The accusation that the Bidens accepted bribes broke into public channels on May 3, 2023, when Senator Chuck Grassley (R-IA) and Representative James Comer (R-KY), chair of the House Committee on Oversight and Accountability, wrote to Attorney General Merrick Garland and FBI Director Christopher Wray saying they had received “highly credible…whistleblower disclosures” that said the Department of Justice and the FBI appeared to have “valuable, verifiable information that you have failed to disclose to the American people.”
Grassley and Comer claimed there was “growing concern about the DOJ and the FBI’s track record of allowing political bias to infect their decision-making process,” and so Congress would be conducting its own “independent and objective review of this matter.”
Comer then issued a subpoena for the document containing the information, a so-called FD-1023, which is the form used by FBI agents to record “raw, unverified” information from confidential informants. In it, informant Alexander Smirnov made a number of allegations about the Bidens, including that they had accepted bribes.
In July, Grassley and Comer got the document and showed it to others in a secure facility. Representative Marjorie Taylor Greene (R-GA) saw it there, took pictures of it, and posted them on social media. She claimed that “Joe Biden is a criminal and is compromised” and that he was backing Ukraine in its fight against Russia’s invasion because Ukraine president Volodymyr Zelensky “has proof of more Biden crimes.” “IMPEACH BIDEN,” she wrote.

Information shown:
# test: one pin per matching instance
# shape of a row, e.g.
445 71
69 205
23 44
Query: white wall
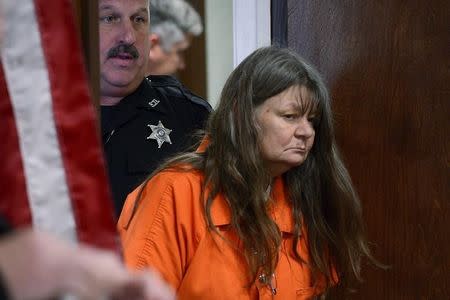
219 46
233 28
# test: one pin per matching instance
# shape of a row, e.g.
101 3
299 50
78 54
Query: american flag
52 176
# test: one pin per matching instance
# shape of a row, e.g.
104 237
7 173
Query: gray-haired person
173 24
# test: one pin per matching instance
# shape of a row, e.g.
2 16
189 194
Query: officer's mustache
123 49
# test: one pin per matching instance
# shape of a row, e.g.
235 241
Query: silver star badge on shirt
160 134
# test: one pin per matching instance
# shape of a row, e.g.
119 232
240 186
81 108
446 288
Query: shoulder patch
171 87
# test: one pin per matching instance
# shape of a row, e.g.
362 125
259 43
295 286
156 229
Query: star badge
160 134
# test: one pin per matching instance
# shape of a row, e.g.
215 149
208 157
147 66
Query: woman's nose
304 128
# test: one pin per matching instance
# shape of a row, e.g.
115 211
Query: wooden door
194 75
387 64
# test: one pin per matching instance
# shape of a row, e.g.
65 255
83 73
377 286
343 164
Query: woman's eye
140 20
289 116
109 19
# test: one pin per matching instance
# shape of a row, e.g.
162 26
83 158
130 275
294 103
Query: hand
36 265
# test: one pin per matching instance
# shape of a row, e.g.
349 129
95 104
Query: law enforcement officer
143 120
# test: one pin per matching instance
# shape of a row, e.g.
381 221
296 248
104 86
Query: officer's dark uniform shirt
145 128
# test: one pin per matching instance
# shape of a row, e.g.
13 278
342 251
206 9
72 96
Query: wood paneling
194 76
387 65
87 19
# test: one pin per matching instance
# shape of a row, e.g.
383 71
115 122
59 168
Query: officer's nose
127 34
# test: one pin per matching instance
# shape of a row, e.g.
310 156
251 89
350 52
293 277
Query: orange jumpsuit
168 232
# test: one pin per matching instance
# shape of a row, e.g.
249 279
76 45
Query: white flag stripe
25 67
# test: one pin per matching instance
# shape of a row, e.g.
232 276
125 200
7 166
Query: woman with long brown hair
265 207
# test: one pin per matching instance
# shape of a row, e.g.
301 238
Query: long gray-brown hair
320 189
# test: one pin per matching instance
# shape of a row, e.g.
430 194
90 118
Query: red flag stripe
76 124
28 85
12 178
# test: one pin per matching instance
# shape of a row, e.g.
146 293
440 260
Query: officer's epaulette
173 87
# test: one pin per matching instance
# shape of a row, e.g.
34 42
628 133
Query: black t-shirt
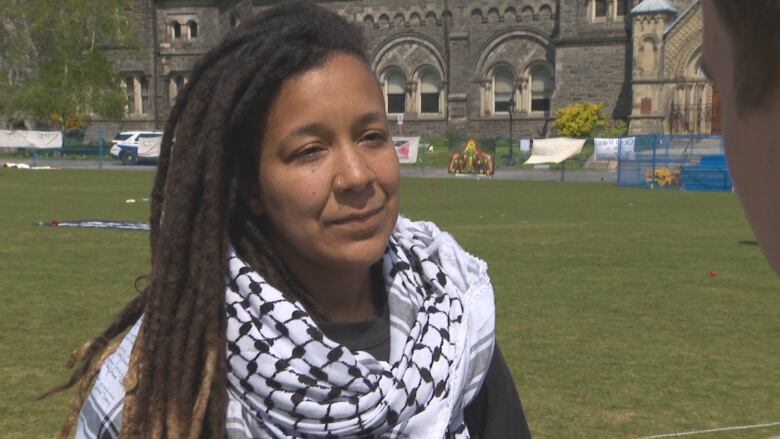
496 411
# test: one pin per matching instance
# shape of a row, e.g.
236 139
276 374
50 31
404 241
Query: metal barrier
684 162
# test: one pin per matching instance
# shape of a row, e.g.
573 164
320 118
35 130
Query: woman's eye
308 153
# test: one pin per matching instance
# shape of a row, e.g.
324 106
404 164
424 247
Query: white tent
30 139
554 150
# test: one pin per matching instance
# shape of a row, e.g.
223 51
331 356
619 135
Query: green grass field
607 314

Your tasks:
1. In the passage about the Biden bribery allegations, what form did Comer subpoena?
2. Proceed with the passage about the Biden bribery allegations, starting after its final sentence.
The data is not needed for anything here.

Answers for the exercise:
1. He subpoenaed an FD-1023, the form FBI agents use to record raw, unverified information from confidential informants.

2.
Grassley also released it, suggesting that the Justice Department and the FBI were trying to cover up a “criminal bribery scheme” implicating the Bidens. Senator Ted Cruz (R-TX) jumped in, saying: “Every day, the evidence keeps mounting and the evidence that is coming in is number one, of a widespread bribery scheme of Joe Biden and Hunter Biden and the entire Biden family, to extract bribes from foreign nationals.”
The idea that Biden had accepted bribes was central to the House impeachment effort that then–House speaker Kevin McCarthy (R-CA) announced in September 2023.
That story fell apart a week ago, on February 14, 2024, when a federal grand jury indicted Smirnov for lying and “creating a false and fictitious record.”
And the story became even more troubling yesterday, when Trump-appointed Special Counsel David Weiss of the Justice Department filed a document establishing that the informant, Alexander Smirnov, has “extensive and extremely recent” ties with “Russian intelligence agencies.”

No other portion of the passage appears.